» **What you will do**
Work through the entries below and report how many lines include "skin". The number alone is the answer.

Start of Block

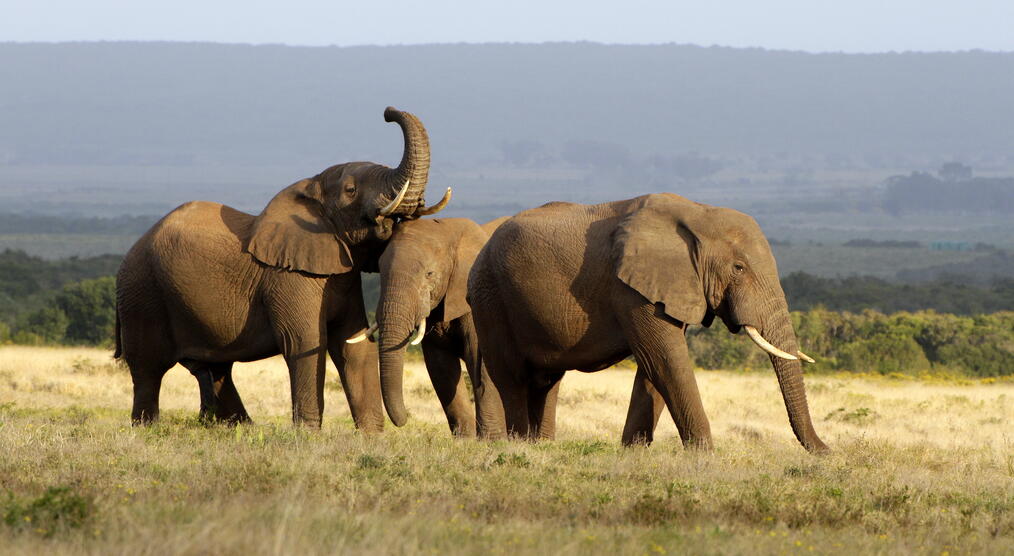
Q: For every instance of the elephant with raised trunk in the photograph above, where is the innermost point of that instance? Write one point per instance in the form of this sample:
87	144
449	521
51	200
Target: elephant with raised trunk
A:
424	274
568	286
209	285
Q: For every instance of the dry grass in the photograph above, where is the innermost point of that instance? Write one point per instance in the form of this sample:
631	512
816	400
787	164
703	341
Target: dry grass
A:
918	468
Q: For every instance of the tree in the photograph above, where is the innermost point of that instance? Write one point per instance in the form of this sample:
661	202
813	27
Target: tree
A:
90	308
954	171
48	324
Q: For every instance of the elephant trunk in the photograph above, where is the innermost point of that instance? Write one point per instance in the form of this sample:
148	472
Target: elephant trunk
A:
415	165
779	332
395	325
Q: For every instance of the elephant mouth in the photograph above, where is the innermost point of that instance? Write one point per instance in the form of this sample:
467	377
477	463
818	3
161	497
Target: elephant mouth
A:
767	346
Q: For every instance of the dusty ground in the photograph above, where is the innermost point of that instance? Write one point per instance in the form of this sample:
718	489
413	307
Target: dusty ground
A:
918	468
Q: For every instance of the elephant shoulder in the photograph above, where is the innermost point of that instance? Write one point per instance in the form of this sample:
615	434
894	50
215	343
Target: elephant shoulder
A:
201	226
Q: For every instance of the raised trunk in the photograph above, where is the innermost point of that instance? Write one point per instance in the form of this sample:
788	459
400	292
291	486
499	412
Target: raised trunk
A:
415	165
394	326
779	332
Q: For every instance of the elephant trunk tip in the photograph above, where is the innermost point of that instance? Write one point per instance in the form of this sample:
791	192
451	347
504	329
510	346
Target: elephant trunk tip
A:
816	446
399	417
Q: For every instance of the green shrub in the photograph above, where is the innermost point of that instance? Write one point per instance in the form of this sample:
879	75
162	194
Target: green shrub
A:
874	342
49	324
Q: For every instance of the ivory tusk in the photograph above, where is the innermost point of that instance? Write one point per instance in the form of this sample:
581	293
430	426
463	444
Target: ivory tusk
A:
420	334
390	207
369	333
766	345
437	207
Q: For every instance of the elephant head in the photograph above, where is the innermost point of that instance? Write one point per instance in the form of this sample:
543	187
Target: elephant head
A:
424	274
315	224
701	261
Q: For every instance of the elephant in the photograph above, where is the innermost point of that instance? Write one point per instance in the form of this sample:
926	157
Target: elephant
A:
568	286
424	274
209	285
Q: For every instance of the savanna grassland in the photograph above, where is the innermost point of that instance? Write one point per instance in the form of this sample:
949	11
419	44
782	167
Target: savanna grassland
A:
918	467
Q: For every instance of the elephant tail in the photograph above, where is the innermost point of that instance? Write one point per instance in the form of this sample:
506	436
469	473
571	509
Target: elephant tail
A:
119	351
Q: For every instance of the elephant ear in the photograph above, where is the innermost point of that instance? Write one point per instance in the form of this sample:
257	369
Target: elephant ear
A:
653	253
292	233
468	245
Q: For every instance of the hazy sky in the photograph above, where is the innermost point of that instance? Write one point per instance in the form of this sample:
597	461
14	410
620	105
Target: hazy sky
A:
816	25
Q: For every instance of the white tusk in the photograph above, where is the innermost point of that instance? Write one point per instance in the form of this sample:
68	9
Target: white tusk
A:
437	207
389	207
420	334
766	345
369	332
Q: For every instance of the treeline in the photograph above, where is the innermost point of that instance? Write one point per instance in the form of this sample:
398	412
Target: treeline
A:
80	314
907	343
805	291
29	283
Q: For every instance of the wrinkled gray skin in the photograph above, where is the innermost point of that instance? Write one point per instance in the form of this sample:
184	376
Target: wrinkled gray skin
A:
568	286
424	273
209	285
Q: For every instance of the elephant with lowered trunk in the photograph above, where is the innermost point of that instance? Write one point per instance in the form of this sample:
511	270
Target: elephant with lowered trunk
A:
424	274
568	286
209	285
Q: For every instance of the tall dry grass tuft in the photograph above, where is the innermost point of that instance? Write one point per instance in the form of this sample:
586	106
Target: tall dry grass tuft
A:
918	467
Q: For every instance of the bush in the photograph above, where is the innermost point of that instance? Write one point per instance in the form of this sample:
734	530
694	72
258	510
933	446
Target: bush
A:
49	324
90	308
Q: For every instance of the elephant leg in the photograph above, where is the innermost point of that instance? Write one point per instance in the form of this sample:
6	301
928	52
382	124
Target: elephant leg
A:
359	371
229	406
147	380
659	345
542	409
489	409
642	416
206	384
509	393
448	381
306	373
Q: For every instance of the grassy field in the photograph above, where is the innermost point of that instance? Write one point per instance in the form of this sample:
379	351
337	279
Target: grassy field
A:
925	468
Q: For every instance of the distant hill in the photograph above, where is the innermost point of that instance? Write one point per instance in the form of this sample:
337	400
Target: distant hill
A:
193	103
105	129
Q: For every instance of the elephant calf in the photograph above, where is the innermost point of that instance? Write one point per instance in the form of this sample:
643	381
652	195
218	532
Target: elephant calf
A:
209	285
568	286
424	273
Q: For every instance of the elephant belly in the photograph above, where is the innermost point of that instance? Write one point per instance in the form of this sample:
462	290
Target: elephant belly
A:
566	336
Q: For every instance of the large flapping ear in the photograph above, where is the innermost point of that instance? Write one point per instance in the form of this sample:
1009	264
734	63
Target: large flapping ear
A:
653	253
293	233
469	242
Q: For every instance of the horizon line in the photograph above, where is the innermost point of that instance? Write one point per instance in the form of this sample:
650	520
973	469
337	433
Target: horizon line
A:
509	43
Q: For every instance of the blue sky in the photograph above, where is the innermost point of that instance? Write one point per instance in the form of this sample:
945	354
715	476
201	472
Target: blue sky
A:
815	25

End of Block
Start of Block

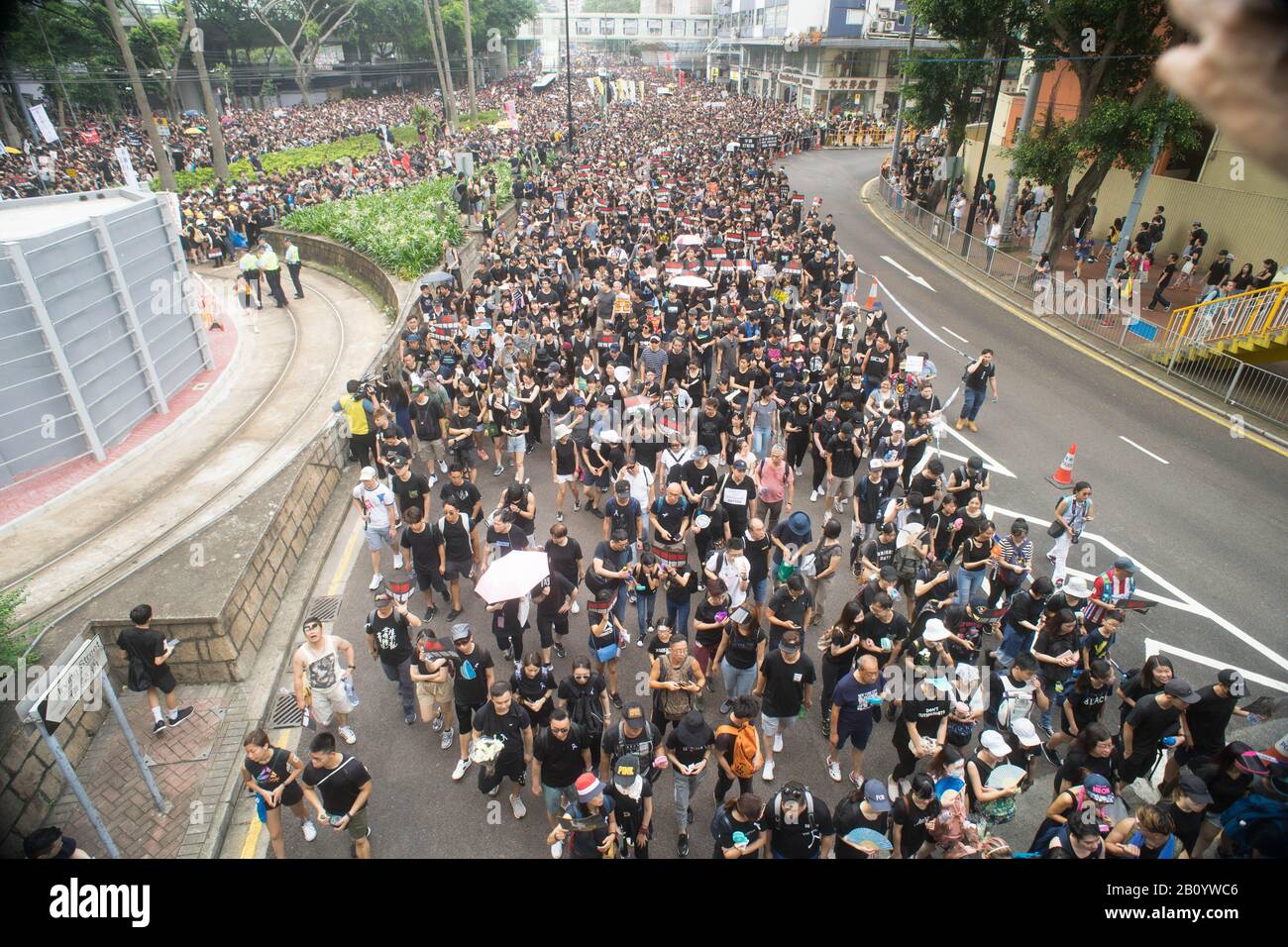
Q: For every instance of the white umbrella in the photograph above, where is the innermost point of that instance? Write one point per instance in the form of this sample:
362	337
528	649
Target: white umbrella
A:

End of Block

» **Task answer**
2